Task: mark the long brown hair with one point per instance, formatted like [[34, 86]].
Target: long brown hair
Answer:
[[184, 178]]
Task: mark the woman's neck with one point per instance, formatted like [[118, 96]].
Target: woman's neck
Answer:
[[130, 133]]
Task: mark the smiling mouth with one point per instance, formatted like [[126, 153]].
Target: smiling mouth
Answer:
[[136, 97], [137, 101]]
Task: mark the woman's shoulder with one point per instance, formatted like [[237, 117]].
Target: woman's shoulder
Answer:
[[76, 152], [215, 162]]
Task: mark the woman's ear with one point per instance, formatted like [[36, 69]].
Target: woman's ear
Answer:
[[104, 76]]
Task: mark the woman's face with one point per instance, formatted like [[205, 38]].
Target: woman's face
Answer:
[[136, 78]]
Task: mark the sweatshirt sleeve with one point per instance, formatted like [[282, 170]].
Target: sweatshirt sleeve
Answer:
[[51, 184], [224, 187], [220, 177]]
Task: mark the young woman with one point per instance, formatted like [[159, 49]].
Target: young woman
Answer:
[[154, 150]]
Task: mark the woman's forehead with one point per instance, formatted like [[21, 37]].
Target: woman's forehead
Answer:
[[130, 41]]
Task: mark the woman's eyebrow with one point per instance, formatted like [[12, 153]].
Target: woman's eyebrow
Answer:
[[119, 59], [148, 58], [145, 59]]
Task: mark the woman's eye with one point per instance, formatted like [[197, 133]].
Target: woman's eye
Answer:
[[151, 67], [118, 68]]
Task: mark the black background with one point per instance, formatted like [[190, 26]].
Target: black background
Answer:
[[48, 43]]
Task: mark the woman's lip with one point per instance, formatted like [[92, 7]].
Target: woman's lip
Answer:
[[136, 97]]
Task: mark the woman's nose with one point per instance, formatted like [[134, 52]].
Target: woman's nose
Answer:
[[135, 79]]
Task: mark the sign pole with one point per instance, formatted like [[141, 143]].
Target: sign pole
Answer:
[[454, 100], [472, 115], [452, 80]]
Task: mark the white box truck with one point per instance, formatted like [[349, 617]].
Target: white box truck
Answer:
----
> [Problem details]
Repeat exactly the lines above, starting with the first line of the records and finishing with the line holding "Target: sign pole". Add no other line.

> [Response area]
Task: mark the long brown hair with one point per instance, formatted like [[34, 86]].
Target: long brown hair
Answer:
[[184, 178]]
Task: mark the woman's neck with one point per instance, formatted like [[118, 96]].
Target: woman's neck
Answer:
[[130, 133]]
Task: mark the smiling mouth with one point per instance, formatted like [[126, 153]].
Target: smiling mouth
Answer:
[[136, 97], [137, 101]]
Task: mark the woman's shoulder with one point per instance, formatted like [[237, 117]].
Target: woman's shoulder
Answer:
[[76, 152], [215, 162]]
Task: mark the woman's ear with one point per instance, formatted like [[36, 69]].
Target: woman's ear
Answer:
[[104, 76]]
Task: mark the woman's face with one point per instance, formatted like [[205, 38]].
Target: woman's face
Answer:
[[136, 78]]
Task: mark the sweatshirt sleeve with one point per instance, formatted like [[282, 170]].
Target: sweatshirt sleeve
Answer:
[[51, 184], [224, 187], [220, 177]]
Task: mark the young woman with one point per instance, formatted like [[159, 49]].
Target: young woman
Answer:
[[154, 150]]
Task: mark the woman's forehead with one point per instance, formatted like [[21, 37]].
Target: woman's forehead
Answer:
[[130, 41]]
Task: mark the woman's eyebrow with one point per instance, formatted like [[12, 153]].
Target: woman's eyebrow
Answer:
[[119, 59], [148, 58], [145, 59]]
Task: mark the woman's eye with one point per instance, formatted like [[197, 133]].
Target: woman's eye
Answer:
[[151, 67], [118, 68]]
Task: mark the black background with one point per instance, formatted like [[190, 26]].
Target: black background
Answer:
[[48, 43]]
Task: mark the woman's lip with one point per instance, formatted like [[92, 7]].
Target: woman's lip
Answer:
[[136, 97]]
Task: mark the woman's nose with one point per instance, formatted like [[134, 52]].
Target: woman's nose
Answer:
[[135, 79]]
Task: mark the sign pole with one point per instance, formatted like [[141, 143]].
Target: sign pole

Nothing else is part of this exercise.